* Énoncé A *
Extrayez de l'article sur la primaire de la gauche le passage compris entre « L’actualité politique française » et « sa propre succession. », ces deux bornes incluses.

L’actualité politique française de cette semaine concerne au premier chef ma famille politique. Des intellectuels et des militants politiques ont lancé une pétition appelant à une primaire citoyenne en 2016 pour choisir le candidat de la gauche à la présidentielle de 2017. Libération en a fait sa une du 11 janvier, montrant pour la première fois une défiance réelle vis-à-vis du président de la République, traditionnellement seul candidat naturel à sa propre succession.

Primaire ou pas primaire ?

Les principaux partis concernés ne semblent pas vraiment partants. Candidat relativement naturel du Front de Gauche, J-L Mélenchon a dit ne pas vouloir être le concurrent de François Hollande dans une telle primaire. Il préfère laisser s’exprimer la volonté populaire au premier tour de la présidentielle de 2017. Julien Bayou — porte-parole de ce qui reste d’Europe-Ecologie Les Verts — explique d’ores et déjà que son mouvement ne pourra suivre le vainqueur d’un tel processus si son programme ne correspond pas aux principes d’EELV.

* Énoncé B *
Parmi les lignes de données, recopiez uniquement celles qui vont de la ligne contenant « e.g. [(598, 78)] » à la ligne contenant « [(122, 92)] », bornes incluses, en remplaçant « gravel ballast » par « crushed ballast » et sans rien modifier d'autre.

Extraits d'un jeu de données d'annotation par points
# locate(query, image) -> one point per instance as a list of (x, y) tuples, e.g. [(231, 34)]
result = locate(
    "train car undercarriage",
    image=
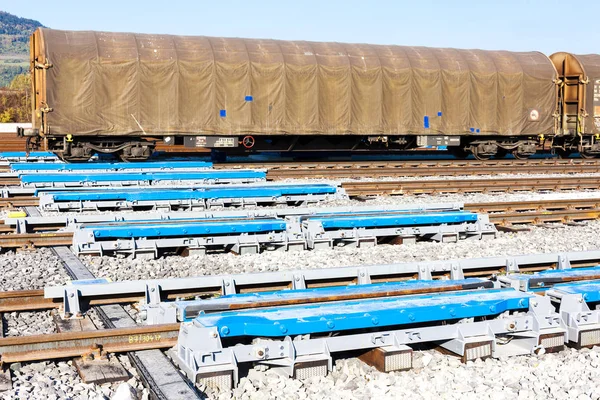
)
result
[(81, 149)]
---
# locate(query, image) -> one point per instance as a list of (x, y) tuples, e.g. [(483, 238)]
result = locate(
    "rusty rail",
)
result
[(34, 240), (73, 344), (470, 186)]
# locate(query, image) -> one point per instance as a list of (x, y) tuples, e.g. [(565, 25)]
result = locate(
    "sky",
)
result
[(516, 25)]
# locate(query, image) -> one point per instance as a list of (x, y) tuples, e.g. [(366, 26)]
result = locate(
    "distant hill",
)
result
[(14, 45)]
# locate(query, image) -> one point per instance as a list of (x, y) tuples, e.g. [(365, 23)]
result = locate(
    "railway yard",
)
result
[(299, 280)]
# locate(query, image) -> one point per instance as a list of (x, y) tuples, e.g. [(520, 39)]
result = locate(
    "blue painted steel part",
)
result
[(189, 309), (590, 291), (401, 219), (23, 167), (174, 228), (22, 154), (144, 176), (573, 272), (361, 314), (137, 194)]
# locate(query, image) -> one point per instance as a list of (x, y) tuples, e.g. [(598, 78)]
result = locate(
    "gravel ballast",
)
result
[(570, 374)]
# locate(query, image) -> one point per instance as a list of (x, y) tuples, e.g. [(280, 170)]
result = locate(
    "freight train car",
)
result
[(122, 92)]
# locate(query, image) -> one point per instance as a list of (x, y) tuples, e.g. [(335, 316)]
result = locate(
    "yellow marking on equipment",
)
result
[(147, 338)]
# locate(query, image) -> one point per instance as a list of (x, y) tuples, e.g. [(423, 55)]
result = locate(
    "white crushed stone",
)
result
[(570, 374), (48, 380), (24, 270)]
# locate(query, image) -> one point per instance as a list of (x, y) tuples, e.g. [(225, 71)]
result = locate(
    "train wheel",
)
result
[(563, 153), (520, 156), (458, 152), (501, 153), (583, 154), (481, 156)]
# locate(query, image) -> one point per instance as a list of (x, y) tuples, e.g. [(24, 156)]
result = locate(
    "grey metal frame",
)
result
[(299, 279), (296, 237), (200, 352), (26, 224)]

* Corrigé A *
L’actualité politique française de cette semaine concerne au premier chef ma famille politique. Des intellectuels et des militants politiques ont lancé une pétition appelant à une primaire citoyenne en 2016 pour choisir le candidat de la gauche à la présidentielle de 2017. Libération en a fait sa une du 11 janvier, montrant pour la première fois une défiance réelle vis-à-vis du président de la République, traditionnellement seul candidat naturel à sa propre succession.

* Corrigé B *
# locate(query, image) -> one point per instance as a list of (x, y) tuples, e.g. [(598, 78)]
result = locate(
    "crushed ballast",
)
result
[(570, 374)]
# locate(query, image) -> one point per instance as a list of (x, y) tuples, e.g. [(280, 170)]
result = locate(
    "freight train car",
)
result
[(122, 92)]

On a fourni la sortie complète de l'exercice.